• [DATA LISTING]
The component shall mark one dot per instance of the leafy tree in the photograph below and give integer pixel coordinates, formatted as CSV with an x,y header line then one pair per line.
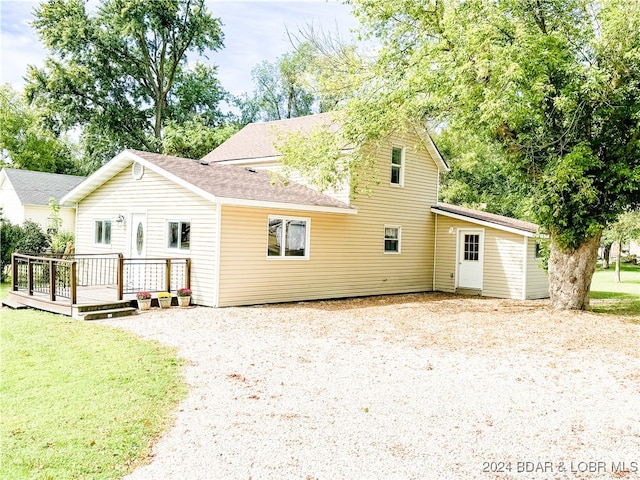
x,y
281,86
480,176
192,139
552,83
120,72
25,140
624,229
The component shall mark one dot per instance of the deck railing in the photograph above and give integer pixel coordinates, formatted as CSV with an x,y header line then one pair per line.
x,y
59,277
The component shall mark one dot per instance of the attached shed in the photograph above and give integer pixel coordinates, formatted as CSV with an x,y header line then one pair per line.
x,y
486,254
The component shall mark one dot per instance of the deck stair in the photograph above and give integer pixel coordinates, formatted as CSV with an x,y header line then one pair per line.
x,y
12,303
98,311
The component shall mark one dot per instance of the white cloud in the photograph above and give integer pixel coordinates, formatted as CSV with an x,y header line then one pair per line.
x,y
254,31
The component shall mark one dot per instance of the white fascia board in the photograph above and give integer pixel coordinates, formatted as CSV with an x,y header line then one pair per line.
x,y
484,223
114,166
169,176
241,202
432,149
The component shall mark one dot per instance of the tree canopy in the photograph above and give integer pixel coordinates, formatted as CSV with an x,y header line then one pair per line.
x,y
120,73
552,84
25,140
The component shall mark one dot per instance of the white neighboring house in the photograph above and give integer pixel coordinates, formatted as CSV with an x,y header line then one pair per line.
x,y
25,195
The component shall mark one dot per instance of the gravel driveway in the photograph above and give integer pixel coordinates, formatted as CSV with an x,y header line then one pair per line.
x,y
424,386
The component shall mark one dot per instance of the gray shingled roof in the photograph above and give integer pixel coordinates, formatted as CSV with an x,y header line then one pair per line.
x,y
258,140
36,188
229,181
487,217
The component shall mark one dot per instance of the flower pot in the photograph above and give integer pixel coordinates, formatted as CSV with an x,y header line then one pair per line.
x,y
144,304
164,302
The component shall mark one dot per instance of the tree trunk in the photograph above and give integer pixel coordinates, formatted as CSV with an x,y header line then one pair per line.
x,y
606,254
570,273
616,274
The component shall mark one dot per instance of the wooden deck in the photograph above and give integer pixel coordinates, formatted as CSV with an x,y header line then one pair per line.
x,y
81,285
88,299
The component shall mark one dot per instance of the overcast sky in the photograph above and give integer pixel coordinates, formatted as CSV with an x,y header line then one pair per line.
x,y
253,30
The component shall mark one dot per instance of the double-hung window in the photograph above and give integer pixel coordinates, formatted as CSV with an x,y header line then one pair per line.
x,y
179,235
397,166
102,232
288,237
392,237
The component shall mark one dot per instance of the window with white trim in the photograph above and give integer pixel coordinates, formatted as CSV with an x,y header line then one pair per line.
x,y
178,235
102,232
397,166
392,238
288,237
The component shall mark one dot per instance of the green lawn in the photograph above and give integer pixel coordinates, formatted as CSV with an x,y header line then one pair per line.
x,y
79,400
623,298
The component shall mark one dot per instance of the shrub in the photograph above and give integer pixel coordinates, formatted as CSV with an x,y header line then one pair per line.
x,y
9,236
32,238
62,242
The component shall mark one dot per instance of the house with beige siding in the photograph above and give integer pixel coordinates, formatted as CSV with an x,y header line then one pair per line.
x,y
254,237
25,195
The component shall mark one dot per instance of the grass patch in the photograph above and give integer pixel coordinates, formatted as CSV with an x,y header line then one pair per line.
x,y
616,298
80,400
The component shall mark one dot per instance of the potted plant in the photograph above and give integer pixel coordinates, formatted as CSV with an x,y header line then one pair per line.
x,y
184,297
164,299
144,300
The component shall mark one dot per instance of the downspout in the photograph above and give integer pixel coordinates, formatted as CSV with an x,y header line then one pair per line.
x,y
525,268
216,286
435,252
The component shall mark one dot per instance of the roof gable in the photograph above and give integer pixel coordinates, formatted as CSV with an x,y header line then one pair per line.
x,y
225,184
259,140
500,222
37,188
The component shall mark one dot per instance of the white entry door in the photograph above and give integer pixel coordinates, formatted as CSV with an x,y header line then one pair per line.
x,y
470,258
135,273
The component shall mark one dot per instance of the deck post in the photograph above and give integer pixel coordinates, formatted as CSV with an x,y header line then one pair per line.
x,y
167,278
29,277
52,280
14,273
120,276
73,281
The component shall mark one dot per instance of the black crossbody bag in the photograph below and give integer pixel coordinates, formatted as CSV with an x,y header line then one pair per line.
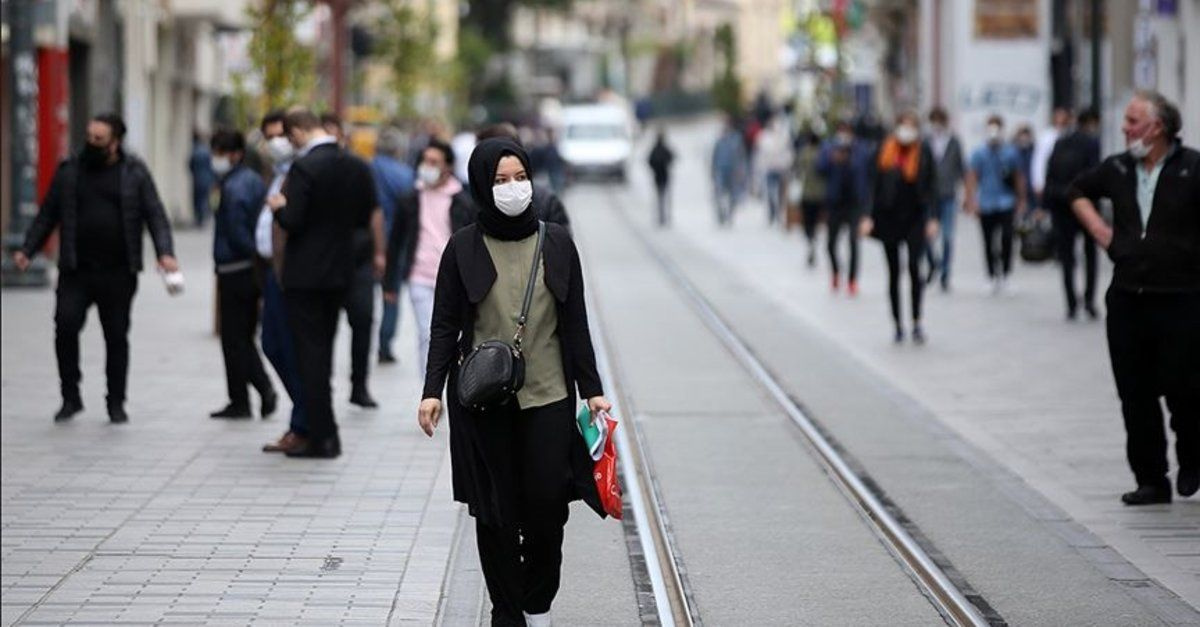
x,y
495,370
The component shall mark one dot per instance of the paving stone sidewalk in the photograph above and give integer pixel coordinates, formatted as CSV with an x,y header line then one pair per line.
x,y
177,518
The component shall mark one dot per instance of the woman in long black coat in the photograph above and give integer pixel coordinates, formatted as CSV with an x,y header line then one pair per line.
x,y
903,213
519,465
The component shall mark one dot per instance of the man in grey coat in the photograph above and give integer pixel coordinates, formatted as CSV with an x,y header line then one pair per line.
x,y
948,173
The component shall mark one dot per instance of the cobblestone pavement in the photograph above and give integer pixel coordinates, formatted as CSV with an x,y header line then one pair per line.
x,y
1007,374
175,518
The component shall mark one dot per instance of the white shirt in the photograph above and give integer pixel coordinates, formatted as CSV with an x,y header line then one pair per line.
x,y
1042,151
267,216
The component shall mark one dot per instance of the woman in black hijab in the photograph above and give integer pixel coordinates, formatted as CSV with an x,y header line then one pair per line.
x,y
519,465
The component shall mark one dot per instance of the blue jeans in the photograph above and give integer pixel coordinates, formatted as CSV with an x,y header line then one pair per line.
x,y
388,324
280,351
947,212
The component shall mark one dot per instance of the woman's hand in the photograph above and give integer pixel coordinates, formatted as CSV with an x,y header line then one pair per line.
x,y
429,414
599,404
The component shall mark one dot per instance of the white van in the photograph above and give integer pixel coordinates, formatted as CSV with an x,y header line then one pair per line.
x,y
595,139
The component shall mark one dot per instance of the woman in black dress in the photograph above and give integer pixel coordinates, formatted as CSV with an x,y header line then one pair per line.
x,y
903,213
519,465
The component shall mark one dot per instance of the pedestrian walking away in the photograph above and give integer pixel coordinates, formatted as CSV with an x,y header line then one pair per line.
x,y
903,196
660,160
843,162
243,193
277,344
949,167
774,159
995,191
425,220
517,465
328,196
394,179
100,201
729,171
199,165
1073,154
813,190
1153,302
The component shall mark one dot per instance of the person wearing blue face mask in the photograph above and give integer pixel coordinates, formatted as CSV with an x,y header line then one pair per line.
x,y
233,255
516,465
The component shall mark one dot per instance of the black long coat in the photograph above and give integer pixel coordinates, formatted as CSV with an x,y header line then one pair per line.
x,y
465,278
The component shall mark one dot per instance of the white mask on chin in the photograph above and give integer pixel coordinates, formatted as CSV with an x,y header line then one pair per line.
x,y
513,198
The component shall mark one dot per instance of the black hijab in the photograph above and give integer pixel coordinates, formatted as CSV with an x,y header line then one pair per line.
x,y
485,159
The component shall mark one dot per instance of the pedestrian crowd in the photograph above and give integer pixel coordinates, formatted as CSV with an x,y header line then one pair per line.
x,y
907,185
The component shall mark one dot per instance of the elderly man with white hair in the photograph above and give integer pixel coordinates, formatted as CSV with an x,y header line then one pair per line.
x,y
1153,303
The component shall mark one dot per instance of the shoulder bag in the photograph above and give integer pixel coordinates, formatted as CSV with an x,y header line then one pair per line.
x,y
495,370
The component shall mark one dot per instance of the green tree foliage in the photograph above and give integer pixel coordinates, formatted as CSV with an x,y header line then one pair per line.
x,y
286,69
727,87
406,40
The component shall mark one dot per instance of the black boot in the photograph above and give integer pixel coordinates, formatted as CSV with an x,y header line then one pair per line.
x,y
70,407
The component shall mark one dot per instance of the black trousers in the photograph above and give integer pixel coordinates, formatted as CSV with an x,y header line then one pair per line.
x,y
312,315
522,562
1067,230
112,292
1001,224
1155,348
839,220
239,322
359,305
916,244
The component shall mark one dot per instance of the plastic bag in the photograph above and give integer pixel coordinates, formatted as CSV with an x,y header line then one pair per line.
x,y
605,471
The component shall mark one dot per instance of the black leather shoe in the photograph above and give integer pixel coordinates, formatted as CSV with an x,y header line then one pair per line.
x,y
117,414
1188,482
327,448
363,399
270,401
67,411
232,411
1147,495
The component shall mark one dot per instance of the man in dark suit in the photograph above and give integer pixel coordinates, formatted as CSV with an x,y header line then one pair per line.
x,y
328,195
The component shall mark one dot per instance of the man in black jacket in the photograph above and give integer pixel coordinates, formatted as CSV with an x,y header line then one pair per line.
x,y
1072,155
1153,303
328,196
102,199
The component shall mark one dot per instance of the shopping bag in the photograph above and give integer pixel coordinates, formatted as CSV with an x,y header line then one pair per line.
x,y
594,433
605,471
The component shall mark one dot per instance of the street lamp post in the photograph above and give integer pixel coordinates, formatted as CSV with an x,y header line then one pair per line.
x,y
23,89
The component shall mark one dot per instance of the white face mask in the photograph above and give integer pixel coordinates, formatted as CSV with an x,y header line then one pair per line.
x,y
513,198
906,133
429,174
221,165
280,149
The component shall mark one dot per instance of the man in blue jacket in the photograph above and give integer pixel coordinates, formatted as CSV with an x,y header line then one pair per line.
x,y
233,255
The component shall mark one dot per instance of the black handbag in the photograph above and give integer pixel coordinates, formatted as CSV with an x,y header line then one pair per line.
x,y
495,370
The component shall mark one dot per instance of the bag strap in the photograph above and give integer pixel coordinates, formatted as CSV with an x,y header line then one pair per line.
x,y
529,286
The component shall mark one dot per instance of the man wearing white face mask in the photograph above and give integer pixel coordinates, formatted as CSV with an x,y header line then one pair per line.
x,y
425,220
233,254
995,191
1153,303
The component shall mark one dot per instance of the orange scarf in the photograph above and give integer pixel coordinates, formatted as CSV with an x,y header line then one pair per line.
x,y
904,157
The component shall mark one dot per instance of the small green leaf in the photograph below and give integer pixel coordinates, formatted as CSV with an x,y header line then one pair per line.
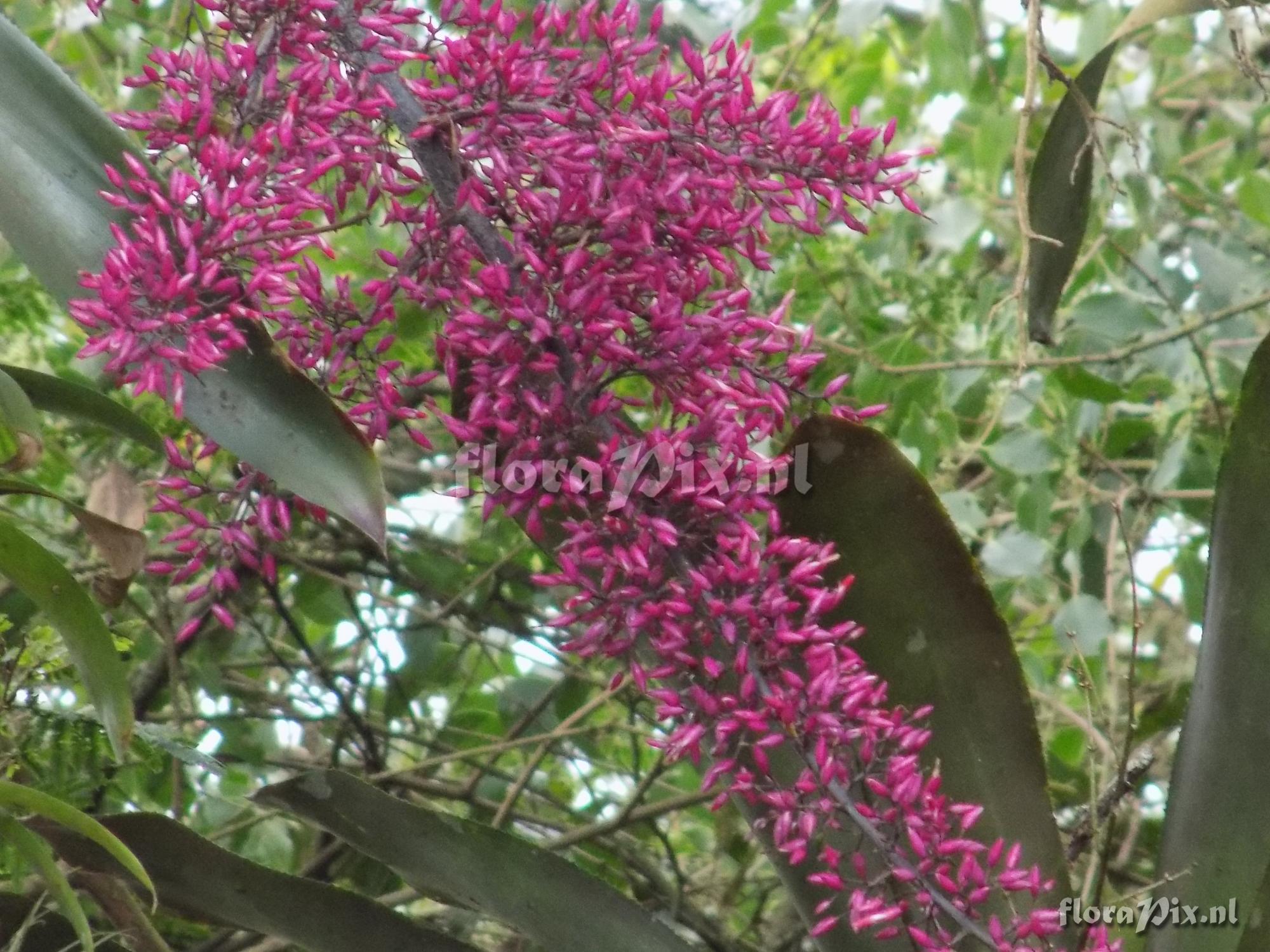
x,y
1024,453
459,861
70,399
1015,555
54,143
1059,197
203,880
121,546
21,442
67,605
1085,619
16,797
32,929
36,852
1217,828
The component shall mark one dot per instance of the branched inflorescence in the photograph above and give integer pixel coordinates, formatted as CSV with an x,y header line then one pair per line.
x,y
577,204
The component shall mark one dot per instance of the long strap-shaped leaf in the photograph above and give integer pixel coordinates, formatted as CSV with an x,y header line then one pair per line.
x,y
43,578
932,629
199,879
537,893
1217,828
1062,177
70,399
31,929
54,143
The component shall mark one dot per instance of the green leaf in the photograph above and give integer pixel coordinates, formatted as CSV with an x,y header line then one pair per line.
x,y
123,548
537,893
200,880
1086,620
1085,385
948,647
1254,197
54,143
1062,175
36,930
1217,828
266,412
1015,555
69,399
37,854
16,797
45,581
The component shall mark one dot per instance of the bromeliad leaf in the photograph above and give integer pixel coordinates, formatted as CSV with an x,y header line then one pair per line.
x,y
534,892
43,578
1062,177
1217,828
54,143
21,442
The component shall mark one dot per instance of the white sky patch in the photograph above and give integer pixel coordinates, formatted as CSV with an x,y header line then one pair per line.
x,y
435,512
939,115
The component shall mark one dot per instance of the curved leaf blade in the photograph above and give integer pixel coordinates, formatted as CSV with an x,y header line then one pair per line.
x,y
537,893
69,399
932,628
32,929
67,605
37,854
54,143
199,879
1217,826
121,546
16,797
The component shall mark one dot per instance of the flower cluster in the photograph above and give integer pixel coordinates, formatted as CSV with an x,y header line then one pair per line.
x,y
581,205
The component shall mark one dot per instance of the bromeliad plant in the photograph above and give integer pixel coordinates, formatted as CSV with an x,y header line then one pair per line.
x,y
577,206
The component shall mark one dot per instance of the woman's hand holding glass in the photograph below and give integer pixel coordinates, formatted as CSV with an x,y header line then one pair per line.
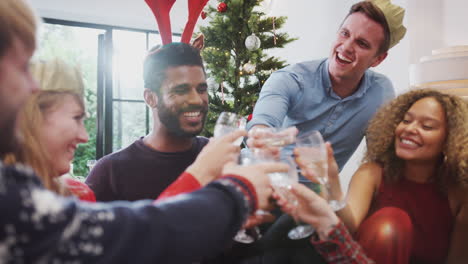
x,y
322,170
228,122
218,152
310,209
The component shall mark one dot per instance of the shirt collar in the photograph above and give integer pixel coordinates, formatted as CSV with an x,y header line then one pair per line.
x,y
361,91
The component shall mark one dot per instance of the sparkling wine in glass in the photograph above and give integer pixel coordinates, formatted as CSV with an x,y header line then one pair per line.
x,y
312,151
229,122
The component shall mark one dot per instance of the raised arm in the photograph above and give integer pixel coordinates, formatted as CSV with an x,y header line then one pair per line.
x,y
361,191
276,98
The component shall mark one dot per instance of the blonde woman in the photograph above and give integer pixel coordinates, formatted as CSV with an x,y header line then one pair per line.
x,y
51,126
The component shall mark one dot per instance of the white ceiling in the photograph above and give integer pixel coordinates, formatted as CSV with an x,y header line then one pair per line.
x,y
126,13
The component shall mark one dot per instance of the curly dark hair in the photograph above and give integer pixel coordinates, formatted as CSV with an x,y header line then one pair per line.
x,y
381,137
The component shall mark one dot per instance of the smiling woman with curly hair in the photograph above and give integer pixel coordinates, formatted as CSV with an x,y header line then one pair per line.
x,y
408,202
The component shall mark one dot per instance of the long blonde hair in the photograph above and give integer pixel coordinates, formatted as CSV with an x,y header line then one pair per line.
x,y
56,80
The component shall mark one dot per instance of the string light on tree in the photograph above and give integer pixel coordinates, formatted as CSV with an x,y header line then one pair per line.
x,y
252,42
249,68
222,7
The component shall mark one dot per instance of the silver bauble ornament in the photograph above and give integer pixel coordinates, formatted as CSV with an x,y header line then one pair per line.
x,y
252,42
249,68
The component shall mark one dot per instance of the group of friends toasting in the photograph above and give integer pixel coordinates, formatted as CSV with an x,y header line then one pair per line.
x,y
173,196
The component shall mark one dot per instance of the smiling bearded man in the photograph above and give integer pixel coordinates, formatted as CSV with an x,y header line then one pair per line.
x,y
176,92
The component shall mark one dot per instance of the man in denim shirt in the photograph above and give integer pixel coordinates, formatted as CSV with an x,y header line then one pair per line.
x,y
338,95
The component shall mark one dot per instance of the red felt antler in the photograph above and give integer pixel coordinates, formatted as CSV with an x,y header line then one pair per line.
x,y
195,8
161,9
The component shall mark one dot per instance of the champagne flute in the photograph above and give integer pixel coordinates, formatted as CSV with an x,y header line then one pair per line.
x,y
229,122
280,181
226,123
313,152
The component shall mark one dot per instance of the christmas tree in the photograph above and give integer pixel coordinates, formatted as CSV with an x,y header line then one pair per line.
x,y
236,39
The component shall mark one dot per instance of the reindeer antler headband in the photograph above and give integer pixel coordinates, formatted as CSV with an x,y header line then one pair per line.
x,y
161,9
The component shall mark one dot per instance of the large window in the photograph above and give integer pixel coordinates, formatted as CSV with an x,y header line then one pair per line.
x,y
111,60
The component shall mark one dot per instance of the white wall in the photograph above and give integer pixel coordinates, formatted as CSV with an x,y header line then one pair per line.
x,y
455,20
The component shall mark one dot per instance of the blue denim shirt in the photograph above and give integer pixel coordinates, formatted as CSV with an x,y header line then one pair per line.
x,y
301,95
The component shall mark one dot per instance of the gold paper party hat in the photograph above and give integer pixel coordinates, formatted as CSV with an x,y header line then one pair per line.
x,y
394,15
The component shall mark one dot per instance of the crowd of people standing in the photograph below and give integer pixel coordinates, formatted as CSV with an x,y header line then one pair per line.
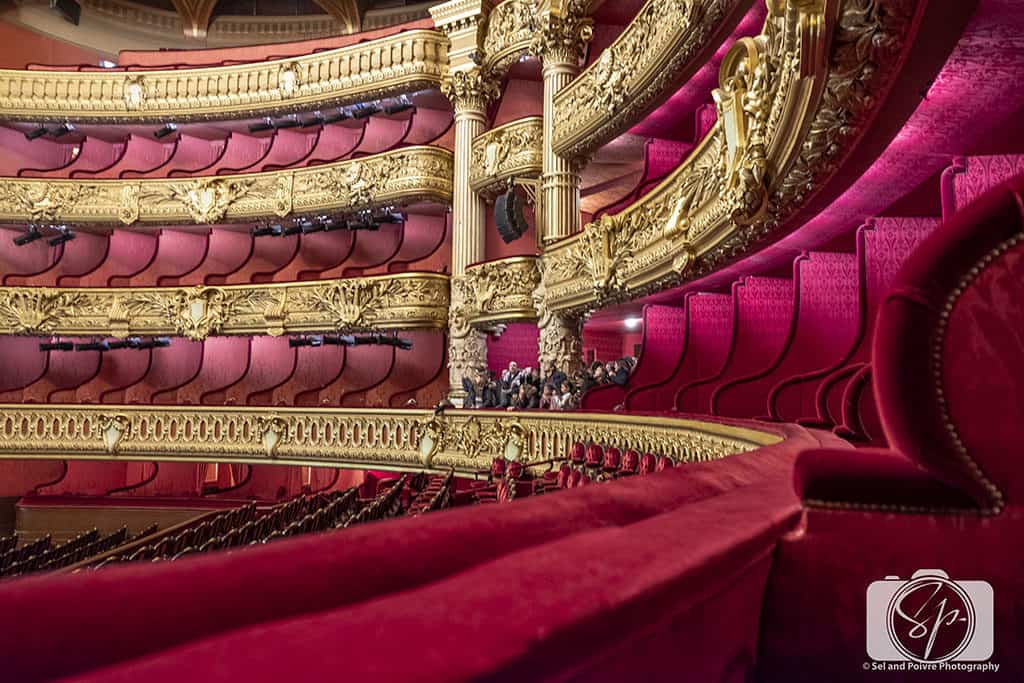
x,y
551,388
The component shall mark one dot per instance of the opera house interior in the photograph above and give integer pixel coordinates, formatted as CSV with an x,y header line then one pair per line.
x,y
511,340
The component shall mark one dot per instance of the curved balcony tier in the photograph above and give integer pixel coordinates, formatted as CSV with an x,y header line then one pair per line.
x,y
402,176
786,118
401,63
662,47
402,301
394,439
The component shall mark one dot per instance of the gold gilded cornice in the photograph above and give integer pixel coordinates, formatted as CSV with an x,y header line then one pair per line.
x,y
394,439
511,151
510,33
663,46
403,62
791,103
401,176
402,301
501,291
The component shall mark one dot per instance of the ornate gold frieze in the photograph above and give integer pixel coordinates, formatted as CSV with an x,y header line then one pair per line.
x,y
400,301
510,32
511,151
663,46
401,176
791,102
501,291
396,439
404,62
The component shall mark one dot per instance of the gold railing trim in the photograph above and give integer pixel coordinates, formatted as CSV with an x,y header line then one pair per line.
x,y
401,301
343,76
406,175
513,150
381,438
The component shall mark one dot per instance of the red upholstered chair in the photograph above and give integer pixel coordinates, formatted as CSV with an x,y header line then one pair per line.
x,y
612,460
948,365
631,461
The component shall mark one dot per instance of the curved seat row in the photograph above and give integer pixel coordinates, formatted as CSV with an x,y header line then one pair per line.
x,y
228,371
182,257
218,153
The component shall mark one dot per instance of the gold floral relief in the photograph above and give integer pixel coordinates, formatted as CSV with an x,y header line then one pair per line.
x,y
401,176
782,122
402,301
463,440
400,63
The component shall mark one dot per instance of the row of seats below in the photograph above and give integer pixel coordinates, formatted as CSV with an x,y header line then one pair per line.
x,y
228,371
213,152
46,482
184,258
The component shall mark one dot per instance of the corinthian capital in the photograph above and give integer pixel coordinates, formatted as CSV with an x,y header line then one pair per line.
x,y
470,89
563,33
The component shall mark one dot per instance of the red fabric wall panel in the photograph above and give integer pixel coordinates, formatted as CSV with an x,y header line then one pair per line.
x,y
270,364
226,252
314,368
171,368
118,370
128,253
18,477
178,252
518,342
225,360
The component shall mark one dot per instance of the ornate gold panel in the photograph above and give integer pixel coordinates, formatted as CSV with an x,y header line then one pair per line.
x,y
511,28
511,151
791,102
401,176
403,62
396,439
500,291
663,46
401,301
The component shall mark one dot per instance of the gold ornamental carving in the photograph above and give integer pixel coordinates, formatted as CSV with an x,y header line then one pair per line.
x,y
402,176
511,151
791,102
401,301
394,439
665,44
404,62
501,291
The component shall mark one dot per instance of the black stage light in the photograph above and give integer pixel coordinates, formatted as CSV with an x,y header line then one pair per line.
x,y
265,124
32,235
93,346
56,346
166,130
65,236
268,231
35,132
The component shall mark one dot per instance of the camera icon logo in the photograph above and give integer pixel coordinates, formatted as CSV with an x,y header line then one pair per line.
x,y
930,619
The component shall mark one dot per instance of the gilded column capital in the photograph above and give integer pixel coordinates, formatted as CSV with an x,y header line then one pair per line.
x,y
563,31
470,90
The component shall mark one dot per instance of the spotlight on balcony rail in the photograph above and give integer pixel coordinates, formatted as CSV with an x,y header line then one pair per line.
x,y
56,346
30,236
65,235
35,132
265,124
268,231
166,130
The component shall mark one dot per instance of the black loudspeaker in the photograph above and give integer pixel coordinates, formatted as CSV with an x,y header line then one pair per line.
x,y
509,217
70,9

• [EXERCISE BRIEF]
Look above for the line containing "The component shall mark one dot per instance of the corinthian"; copy from it through the last line, exactly, and nothing more.

• [COMPLETE RESPONSE]
The component shall mark one dot per instance of the corinthian capital in the photograph above and give integer pixel coordinates, formatted as CSV with an x,y header line then one pair per line.
x,y
470,89
563,33
The component shall mark one dot per instance of the red fabric wall panel in the photograph above and give integer pixel coordinates, formatted as CSV with an x,y header line then one pair per line.
x,y
270,364
226,252
314,368
171,368
118,370
128,253
18,477
178,252
518,342
225,360
The component shall mark one dot per instance of the ornate gold panel in the photograph above and give integer pixel coordinates, formatted as CSV with an x,y header line then one pair per line.
x,y
511,28
511,151
791,102
401,176
403,62
396,439
500,291
663,46
401,301
The component shall mark one dot per instance of the gold ornamental carving in the photograph above and give integer pixel coordinates, formatted as CSV with an x,y header line then one pair per line.
x,y
402,176
511,151
791,102
401,301
394,439
665,44
404,62
501,291
The component shall mark one dot per instance of the black stage light in the photograph above and give integer pixel coordinates, formatted as CSV with an x,y header line then one pair per line.
x,y
265,124
32,235
93,346
56,346
166,130
65,236
268,231
35,132
The component shall mark one dot per instance of the camera icon logo in the photograph above and give integer pixel coordinates, formatted as CSV with an x,y header line then one pair per line.
x,y
930,619
The component shall mark one dot per instance of the gilded column capital in the photograph above and give integer pixel coordinates, formatted as CSV with an x,y header line then one pair per line.
x,y
563,31
470,90
The component shall mark one dot per instance of the spotlight on balcony rail in the photograph above and give integer pixel coordinates, formatted as CSV with an x,y header line then one pair per line.
x,y
56,346
30,236
65,235
35,132
265,124
268,231
166,130
The component shall mark one dot per instance of the black loudspeaker in the photograph above and give integer pixel coordinates, formatted as CSV with an x,y header line then one pair per line.
x,y
509,217
70,9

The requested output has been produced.